◆ Problems to work on
A - Decide whether each statement agrees with the book descriptions, and answer yes or no with the deciding words from the book descriptions quoted: (i) The book on chrysanthemums contains 90 illustrations, 78 of them in color. (ii) Suburban Gardens is published by Reaktion Books. (iii) The suburban garden is defined at its heart by its location and its size.
B - Write the next part of the book descriptions, starting right after their final sentence.

◆ Extracted text
————

The first is by Reaktion Books in their botanical flower series and is simply entitled Chrysanthemum. In it, Twigs follows the fortunes of the flower through philosophy, art, literature and death, recounting the stories of the men and women who became captivated by it. With a range of vibrant illustrations, including works by Hiroshige, Monet and Mondrian, it will appeal to lovers of art, flowers, history and culture.
Hardback, 216 pages, 90 illustrations, 78 in colour, ISBN 9781789142051: £16. Also available from other booksellers and online retailers.
The second is by Amberley Books and entitled Suburban Gardens. Most of us garden in suburbia: a private paradise encompassed by privet, the suburban garden contains the hopes and dreams of millions of gardeners past and present. From Victorian shrubberies to the 1980s ‘Good Life’, these small plots reveal the ever-changing aspirations and realities of the suburban dweller. Lauded by estate agents and satirised in literature, suburban plots are scattered with seating, sundials, goldfish ponds, and that most divisive of features: the overgrown hedge. With one foot in the country and one in the town, suburban garden style wavers from rural retreat to urban chic, decorative to productive, floral to formal. At its heart it is defined by its location and its size. Neglected by history, and sometimes in reality, this book celebrates the gardens that make up the green patchwork of suburbia.

————

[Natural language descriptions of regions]
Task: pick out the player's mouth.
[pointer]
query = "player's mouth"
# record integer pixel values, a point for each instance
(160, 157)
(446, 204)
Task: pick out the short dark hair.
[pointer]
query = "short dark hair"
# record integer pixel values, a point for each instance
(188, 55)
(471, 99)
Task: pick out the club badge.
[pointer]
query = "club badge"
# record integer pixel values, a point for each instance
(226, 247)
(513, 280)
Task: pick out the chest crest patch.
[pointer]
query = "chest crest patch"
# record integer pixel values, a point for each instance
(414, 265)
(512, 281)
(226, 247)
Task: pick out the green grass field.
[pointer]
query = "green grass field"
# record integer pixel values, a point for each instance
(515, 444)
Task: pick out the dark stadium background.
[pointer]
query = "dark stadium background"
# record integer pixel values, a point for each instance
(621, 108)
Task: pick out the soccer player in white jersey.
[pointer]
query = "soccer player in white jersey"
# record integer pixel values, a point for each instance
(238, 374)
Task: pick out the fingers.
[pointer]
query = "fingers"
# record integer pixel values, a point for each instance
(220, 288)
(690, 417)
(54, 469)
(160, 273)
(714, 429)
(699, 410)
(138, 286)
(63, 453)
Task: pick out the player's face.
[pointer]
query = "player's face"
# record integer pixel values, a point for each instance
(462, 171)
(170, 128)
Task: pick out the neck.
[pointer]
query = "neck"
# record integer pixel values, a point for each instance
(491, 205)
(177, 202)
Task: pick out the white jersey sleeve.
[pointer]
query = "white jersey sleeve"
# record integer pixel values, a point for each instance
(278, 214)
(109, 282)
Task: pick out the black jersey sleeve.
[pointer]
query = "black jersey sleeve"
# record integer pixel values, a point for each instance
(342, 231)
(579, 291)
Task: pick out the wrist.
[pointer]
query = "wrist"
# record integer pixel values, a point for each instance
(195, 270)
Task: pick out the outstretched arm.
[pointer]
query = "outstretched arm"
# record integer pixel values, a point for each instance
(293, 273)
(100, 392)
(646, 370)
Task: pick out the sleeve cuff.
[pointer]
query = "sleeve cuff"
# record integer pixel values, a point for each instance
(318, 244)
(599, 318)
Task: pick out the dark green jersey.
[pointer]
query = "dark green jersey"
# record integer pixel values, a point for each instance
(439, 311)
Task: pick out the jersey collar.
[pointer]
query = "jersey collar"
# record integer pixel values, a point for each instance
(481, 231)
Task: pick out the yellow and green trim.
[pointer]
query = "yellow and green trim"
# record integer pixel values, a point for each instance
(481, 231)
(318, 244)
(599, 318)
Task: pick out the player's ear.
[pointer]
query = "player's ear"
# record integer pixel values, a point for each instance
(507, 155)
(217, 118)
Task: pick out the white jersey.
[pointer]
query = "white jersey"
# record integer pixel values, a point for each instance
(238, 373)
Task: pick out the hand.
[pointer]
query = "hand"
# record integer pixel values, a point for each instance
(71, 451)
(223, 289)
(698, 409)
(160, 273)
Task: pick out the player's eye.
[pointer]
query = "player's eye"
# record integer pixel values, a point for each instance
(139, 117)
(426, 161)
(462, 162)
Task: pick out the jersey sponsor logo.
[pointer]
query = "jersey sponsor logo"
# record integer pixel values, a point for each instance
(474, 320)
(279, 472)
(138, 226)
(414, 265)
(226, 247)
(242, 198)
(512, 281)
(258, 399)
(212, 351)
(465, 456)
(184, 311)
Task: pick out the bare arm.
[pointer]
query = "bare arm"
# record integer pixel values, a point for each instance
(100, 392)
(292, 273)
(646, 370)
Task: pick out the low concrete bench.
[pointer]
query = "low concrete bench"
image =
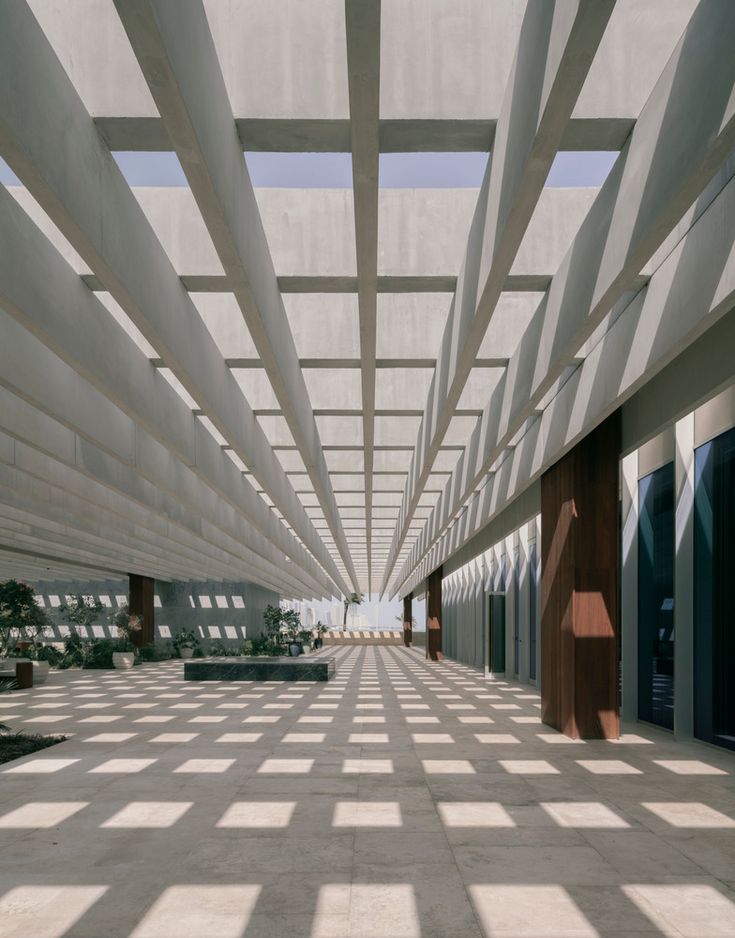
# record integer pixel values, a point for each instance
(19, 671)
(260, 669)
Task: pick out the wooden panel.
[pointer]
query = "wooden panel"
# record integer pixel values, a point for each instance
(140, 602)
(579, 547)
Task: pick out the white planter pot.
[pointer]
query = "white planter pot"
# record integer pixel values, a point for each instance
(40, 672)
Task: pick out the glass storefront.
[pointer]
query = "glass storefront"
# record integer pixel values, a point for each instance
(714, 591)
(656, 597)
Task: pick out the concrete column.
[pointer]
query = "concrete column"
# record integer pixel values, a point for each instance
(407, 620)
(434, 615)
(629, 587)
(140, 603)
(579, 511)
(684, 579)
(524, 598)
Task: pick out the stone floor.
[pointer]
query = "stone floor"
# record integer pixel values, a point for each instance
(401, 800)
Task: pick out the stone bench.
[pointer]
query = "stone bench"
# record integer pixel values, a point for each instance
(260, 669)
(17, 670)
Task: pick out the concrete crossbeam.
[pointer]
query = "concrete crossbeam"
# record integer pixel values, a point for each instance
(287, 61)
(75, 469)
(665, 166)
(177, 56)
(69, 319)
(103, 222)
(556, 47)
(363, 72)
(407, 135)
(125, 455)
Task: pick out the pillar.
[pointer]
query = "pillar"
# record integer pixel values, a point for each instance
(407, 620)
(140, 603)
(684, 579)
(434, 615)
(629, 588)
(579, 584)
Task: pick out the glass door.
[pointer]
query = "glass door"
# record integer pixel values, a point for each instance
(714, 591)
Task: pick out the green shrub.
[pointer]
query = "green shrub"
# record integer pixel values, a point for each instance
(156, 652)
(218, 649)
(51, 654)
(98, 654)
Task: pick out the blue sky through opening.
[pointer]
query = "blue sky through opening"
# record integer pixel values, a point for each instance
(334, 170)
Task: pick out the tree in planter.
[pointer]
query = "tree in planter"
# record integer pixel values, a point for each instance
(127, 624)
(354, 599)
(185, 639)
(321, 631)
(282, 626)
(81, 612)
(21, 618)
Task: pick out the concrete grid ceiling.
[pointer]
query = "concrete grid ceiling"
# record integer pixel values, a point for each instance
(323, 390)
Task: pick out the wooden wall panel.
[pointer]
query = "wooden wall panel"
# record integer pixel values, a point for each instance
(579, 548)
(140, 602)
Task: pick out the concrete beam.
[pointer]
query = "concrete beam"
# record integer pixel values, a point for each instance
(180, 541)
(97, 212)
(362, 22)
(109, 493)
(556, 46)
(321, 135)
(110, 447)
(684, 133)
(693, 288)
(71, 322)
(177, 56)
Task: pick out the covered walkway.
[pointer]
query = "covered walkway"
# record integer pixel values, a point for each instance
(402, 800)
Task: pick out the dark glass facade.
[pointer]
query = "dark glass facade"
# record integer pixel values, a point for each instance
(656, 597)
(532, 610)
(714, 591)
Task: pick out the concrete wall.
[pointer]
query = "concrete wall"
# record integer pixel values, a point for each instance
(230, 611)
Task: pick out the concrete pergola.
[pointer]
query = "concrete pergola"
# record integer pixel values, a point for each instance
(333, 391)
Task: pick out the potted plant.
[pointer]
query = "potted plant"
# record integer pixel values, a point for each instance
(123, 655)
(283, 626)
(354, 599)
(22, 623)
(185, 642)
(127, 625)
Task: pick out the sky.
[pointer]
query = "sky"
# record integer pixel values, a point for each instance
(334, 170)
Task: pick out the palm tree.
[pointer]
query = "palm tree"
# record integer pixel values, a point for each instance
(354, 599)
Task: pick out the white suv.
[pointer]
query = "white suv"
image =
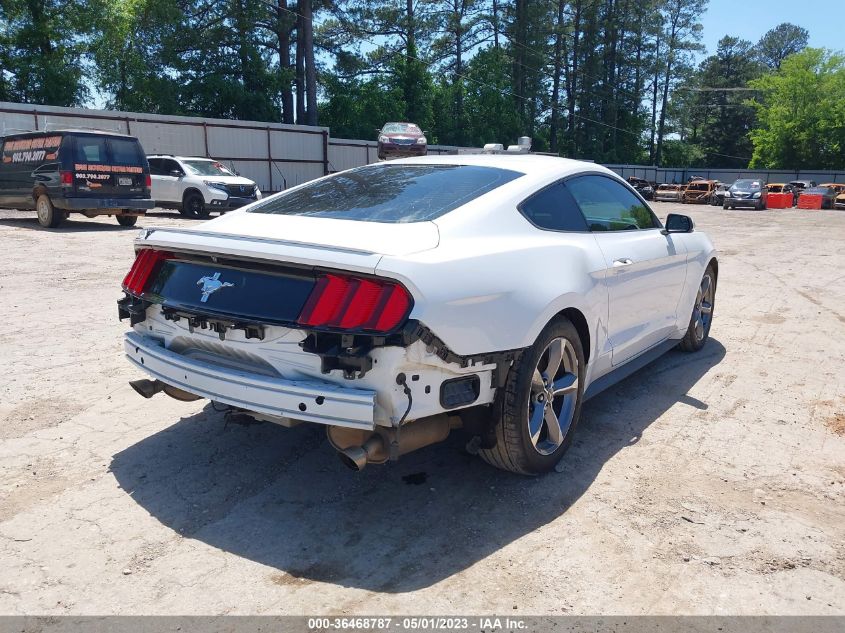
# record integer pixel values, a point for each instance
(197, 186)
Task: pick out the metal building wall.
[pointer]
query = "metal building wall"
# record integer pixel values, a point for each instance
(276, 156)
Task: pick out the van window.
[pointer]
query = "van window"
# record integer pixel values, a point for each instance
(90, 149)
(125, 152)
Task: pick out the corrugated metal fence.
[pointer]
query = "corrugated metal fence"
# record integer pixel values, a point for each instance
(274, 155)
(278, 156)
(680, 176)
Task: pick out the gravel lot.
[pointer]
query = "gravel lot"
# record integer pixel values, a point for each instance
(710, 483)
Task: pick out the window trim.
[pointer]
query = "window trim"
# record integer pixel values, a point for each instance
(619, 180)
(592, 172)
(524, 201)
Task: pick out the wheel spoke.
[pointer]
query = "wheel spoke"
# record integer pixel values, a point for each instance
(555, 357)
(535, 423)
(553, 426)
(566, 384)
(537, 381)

————

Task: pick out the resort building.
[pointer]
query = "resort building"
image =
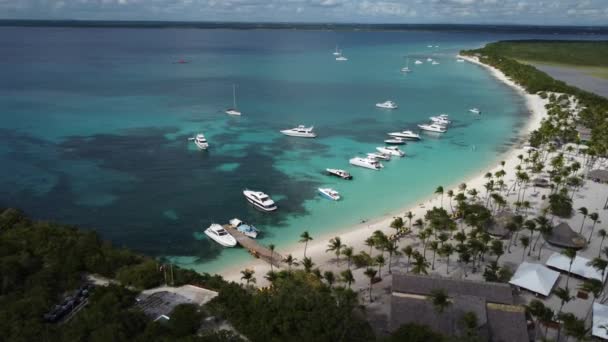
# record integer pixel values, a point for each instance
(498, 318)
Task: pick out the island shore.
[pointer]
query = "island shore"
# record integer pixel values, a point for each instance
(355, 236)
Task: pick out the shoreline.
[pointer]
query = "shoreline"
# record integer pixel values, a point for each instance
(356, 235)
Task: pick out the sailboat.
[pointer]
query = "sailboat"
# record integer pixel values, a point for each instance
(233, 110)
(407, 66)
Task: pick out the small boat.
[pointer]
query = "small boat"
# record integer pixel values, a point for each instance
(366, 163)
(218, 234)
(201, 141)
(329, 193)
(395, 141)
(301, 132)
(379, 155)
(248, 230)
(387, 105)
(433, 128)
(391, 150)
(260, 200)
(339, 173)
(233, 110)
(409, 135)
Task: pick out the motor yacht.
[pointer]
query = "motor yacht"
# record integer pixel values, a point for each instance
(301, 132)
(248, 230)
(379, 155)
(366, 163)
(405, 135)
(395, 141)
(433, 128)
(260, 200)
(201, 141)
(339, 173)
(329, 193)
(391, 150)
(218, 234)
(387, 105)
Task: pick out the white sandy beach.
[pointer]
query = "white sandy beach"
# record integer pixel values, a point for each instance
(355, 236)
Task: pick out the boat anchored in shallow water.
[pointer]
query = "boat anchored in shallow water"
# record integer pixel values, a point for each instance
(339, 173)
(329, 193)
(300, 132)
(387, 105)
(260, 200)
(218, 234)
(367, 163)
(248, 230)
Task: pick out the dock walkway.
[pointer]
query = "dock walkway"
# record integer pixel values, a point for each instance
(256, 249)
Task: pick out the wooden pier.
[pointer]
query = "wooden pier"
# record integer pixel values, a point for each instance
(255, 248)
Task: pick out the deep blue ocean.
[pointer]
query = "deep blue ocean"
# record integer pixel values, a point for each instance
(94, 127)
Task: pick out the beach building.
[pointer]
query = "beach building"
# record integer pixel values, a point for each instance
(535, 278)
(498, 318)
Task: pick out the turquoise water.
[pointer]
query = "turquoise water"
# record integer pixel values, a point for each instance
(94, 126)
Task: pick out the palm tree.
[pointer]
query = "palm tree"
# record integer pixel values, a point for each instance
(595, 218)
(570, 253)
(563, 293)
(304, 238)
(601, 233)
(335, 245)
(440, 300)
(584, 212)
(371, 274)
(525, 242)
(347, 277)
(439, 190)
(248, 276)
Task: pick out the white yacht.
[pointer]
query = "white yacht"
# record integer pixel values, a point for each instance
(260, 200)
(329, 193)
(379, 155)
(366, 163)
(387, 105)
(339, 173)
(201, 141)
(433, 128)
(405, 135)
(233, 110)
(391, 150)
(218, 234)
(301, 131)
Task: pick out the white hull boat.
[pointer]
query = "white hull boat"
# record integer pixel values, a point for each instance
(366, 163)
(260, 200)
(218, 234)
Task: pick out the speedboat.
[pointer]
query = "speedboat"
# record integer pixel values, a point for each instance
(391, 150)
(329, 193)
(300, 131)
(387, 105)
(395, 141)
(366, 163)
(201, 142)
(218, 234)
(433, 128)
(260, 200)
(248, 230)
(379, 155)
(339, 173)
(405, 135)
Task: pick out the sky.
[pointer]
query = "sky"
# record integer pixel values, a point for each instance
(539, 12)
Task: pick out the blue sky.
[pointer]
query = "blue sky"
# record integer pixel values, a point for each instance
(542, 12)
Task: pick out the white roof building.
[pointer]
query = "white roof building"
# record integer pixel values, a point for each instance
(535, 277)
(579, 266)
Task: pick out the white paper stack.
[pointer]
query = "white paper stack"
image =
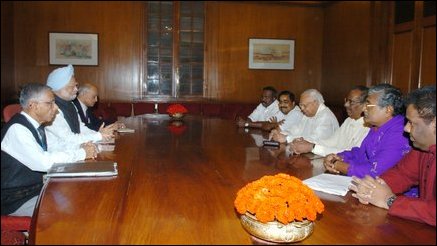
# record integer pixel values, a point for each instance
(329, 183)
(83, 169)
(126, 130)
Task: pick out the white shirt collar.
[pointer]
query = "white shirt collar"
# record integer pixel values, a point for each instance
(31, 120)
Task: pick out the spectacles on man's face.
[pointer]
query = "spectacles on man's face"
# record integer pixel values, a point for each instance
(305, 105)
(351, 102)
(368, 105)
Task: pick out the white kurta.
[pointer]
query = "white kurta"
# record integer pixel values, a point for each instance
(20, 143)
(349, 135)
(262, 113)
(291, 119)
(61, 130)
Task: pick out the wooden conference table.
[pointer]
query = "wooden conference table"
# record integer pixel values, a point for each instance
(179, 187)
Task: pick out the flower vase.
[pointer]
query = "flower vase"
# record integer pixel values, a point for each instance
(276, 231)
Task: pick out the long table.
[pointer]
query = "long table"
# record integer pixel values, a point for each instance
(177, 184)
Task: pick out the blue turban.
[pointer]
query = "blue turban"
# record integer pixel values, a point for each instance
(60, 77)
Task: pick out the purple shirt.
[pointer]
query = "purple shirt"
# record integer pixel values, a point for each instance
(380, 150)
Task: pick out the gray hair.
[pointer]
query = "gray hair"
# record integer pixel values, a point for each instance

————

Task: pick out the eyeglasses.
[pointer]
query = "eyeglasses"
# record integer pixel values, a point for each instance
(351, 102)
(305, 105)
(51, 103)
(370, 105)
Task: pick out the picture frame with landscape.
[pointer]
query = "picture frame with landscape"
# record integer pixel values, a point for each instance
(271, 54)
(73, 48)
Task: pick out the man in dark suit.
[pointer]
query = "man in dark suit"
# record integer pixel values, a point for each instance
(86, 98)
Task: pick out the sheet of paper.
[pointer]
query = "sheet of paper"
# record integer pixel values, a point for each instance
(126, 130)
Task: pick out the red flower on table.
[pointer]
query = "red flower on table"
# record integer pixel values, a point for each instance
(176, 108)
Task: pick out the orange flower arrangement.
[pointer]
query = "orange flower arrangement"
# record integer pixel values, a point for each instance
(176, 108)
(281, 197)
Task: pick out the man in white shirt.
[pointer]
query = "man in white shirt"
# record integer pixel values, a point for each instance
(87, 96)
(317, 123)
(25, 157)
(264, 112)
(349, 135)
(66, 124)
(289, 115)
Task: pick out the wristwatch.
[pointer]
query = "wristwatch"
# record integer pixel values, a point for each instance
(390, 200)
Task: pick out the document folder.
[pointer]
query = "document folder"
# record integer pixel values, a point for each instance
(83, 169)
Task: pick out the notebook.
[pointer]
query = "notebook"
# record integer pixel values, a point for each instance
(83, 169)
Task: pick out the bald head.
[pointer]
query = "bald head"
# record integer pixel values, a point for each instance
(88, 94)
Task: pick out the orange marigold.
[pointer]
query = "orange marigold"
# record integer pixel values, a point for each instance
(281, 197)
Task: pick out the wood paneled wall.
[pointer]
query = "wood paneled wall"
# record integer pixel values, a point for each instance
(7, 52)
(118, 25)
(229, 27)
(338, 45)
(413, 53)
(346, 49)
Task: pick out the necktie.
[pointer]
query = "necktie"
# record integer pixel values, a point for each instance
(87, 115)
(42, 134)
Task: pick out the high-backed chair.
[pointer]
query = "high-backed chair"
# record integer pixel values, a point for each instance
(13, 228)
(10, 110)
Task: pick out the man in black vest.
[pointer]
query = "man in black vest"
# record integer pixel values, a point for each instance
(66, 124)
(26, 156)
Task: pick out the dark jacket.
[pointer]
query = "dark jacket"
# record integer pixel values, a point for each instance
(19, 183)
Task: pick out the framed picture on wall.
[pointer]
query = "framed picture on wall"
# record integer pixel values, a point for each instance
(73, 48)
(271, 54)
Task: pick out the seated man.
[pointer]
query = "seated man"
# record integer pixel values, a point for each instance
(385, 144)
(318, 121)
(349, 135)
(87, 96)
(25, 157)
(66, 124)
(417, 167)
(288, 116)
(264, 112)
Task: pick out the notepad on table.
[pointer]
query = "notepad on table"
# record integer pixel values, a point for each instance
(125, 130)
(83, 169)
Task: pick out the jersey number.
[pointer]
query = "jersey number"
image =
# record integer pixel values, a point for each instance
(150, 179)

————

◆ Results for each task
A -
(i) Yes: "90 illustrations, 78 in colour"
(ii) No: "The second is by Amberley Books and entitled Suburban Gardens."
(iii) Yes: "At its heart it is defined by its location and its size."

B -
Paperback, 64 pages, 80 illustrations, ISBN 9781445683263: £8.09 limited duration offer. Also available from other booksellers and online retailers.
Gin Warren writes: fun for gardeners and others who love nature and enjoy stitching!
Despite what their website may say, the National Trust Textile Conservators are back from furlough and are once again inviting needlepeople to contact them to take part in a project to celebrate 125 years of the NT – Quick, Quick, Slow: The Therapeutic Nature of Stitch.
They want to create a wallhanging which reflects people’s feelings, emotions and interests whether from nature, NT collections, or an individual’s personal experience of life. They say it will be a voyage of discovery for us all, and they hope we enjoy the slow, rhythmic and incremental nature of stitching which enhances wellbeing and will contribute to an amazing work of art.
People should write to The Textile Conservation Studio, QQS, Malthouse Barn, Oulton Street, Norfolk, NR11 6AF to say they want to stitch a square. They’ll receive an off-cut of the Studio’s tapestry support fabric to use for their work. Each person’s design should be 4” x 4” and will form part of a trellis design. They’ve chosen a mottled dark blue for the grid as this echoes the outer edge borders on many tapestries.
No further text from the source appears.